[Stored data entries]
[Start of Attachment]
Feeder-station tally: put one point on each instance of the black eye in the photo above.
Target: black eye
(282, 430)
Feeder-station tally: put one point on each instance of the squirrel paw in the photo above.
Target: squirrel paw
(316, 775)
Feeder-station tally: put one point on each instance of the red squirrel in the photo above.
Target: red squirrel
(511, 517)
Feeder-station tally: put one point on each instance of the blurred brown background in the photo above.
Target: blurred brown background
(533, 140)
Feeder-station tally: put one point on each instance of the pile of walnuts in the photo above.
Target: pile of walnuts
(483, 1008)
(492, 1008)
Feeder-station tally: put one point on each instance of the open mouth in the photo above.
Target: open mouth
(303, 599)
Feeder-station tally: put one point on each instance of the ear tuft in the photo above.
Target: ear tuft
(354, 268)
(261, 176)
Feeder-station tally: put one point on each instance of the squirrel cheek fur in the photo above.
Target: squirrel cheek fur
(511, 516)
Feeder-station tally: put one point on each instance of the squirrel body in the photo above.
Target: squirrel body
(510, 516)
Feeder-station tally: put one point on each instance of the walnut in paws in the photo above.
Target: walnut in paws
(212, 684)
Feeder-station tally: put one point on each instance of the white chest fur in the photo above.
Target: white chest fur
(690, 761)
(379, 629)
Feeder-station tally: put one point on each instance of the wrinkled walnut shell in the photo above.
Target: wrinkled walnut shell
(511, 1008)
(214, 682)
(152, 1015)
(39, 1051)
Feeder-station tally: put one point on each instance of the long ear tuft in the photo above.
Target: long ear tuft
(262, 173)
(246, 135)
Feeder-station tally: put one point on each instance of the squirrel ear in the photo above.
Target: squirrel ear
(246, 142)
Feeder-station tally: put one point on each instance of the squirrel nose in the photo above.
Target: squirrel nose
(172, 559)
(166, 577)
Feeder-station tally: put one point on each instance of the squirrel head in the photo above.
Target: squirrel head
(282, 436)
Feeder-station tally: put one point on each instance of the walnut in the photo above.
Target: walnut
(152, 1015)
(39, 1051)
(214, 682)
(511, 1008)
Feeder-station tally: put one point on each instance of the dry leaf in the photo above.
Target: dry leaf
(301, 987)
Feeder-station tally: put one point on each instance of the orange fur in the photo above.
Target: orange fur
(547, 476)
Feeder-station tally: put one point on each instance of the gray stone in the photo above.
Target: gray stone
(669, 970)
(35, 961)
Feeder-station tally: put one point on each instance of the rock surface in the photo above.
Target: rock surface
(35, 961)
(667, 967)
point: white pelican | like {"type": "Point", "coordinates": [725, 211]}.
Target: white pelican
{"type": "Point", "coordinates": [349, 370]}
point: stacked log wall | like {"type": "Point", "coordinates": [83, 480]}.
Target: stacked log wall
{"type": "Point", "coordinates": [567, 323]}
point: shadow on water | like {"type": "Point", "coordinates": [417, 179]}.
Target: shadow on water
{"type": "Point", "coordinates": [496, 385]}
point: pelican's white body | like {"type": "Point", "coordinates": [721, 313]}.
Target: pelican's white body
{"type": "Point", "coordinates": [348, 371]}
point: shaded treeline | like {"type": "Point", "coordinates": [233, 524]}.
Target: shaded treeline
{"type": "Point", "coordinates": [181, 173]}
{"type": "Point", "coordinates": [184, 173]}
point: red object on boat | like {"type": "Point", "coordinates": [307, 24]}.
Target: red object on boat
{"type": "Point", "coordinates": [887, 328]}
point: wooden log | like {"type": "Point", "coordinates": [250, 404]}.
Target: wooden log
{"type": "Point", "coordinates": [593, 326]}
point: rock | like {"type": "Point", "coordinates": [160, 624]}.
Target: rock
[End of Attachment]
Set every record down again, exactly as given.

Feeder-station tally: put one point on each instance of the black eye in the photo above.
Target: black eye
(282, 430)
Feeder-station tally: put one point on each instance of the squirrel paw in the photo above.
Target: squirrel paw
(316, 775)
Feeder-station tally: put one point on each instance of the red squirrel in the photo above.
Target: red squirrel
(511, 517)
Feeder-station tally: put one point on each instance of the blurred brown background in the photo above.
Target: blurred brown background
(533, 140)
Feeder-station tally: put one point on each instance of the pile of walnuts in the photo above.
Target: pile of walnuts
(483, 1008)
(492, 1008)
Feeder-station tally: put one point on each instance of the open mouth in the photo above.
Target: open mouth
(303, 599)
Feeder-station tally: put one point on each instance of the ear tuft in the photo above.
Target: ear tuft
(354, 268)
(261, 176)
Feeder-station tally: put one point on each instance of the squirrel cheek fur in the photo above.
Target: squirrel cheek fur
(511, 516)
Feeder-station tally: put one point on each instance of the squirrel body in the photo above.
Target: squirrel body
(510, 516)
Feeder-station tally: put one point on each instance of the walnut in paws in the photo above.
Target: walnut in paws
(212, 684)
Feeder-station tally: put one point on each instance of the white chest fur in the photo above.
Target: white chest fur
(690, 761)
(379, 629)
Feeder-station tally: put one point on each instance of the wrinkled walnut shell in the photo above.
Target: wrinkled walnut shell
(511, 1008)
(214, 682)
(152, 1015)
(39, 1051)
Feeder-station tally: put one point on each instance of the long ear tuft in the photo above.
Target: long ear tuft
(262, 173)
(246, 135)
Feeder-station tally: put one point on each instance of the squirrel ear in the photo above.
Target: squirrel ear
(246, 142)
Feeder-station tally: put one point on each instance of the squirrel nose in the photo above.
Target: squirrel nose
(172, 559)
(166, 577)
Feeder-station tally: put one point on each instance of the squirrel head in the photo above.
Target: squirrel head
(282, 436)
Feeder-station tally: put one point on each instance of the walnut in the photo above.
Target: walnut
(152, 1015)
(39, 1051)
(214, 682)
(511, 1008)
Feeder-station tally: put one point on each instance of the dry leaf in the photo above.
Target: dry leaf
(301, 987)
Feeder-station tally: put one point on each instance of the orange fur in the photo above.
Target: orange fur
(547, 476)
Feeder-station tally: put one point on each instance of the gray stone in the photo above.
Target: gray stone
(669, 970)
(35, 961)
Feeder-station tally: put one point on each instance of the rock surface in the photo above.
Target: rock surface
(35, 961)
(667, 967)
point: white pelican | like {"type": "Point", "coordinates": [725, 211]}.
Target: white pelican
{"type": "Point", "coordinates": [349, 370]}
point: stacked log wall | like {"type": "Point", "coordinates": [83, 480]}.
Target: stacked log wall
{"type": "Point", "coordinates": [567, 323]}
point: shadow on water | like {"type": "Point", "coordinates": [417, 179]}.
Target: shadow on water
{"type": "Point", "coordinates": [496, 385]}
point: pelican's white body | like {"type": "Point", "coordinates": [721, 313]}.
Target: pelican's white body
{"type": "Point", "coordinates": [348, 371]}
point: shaded treeline | like {"type": "Point", "coordinates": [233, 524]}.
Target: shaded treeline
{"type": "Point", "coordinates": [181, 173]}
{"type": "Point", "coordinates": [184, 173]}
point: red object on boat | like {"type": "Point", "coordinates": [307, 24]}.
Target: red object on boat
{"type": "Point", "coordinates": [887, 328]}
point: wooden log | like {"type": "Point", "coordinates": [250, 404]}.
Target: wooden log
{"type": "Point", "coordinates": [593, 326]}
point: rock | like {"type": "Point", "coordinates": [160, 624]}.
Target: rock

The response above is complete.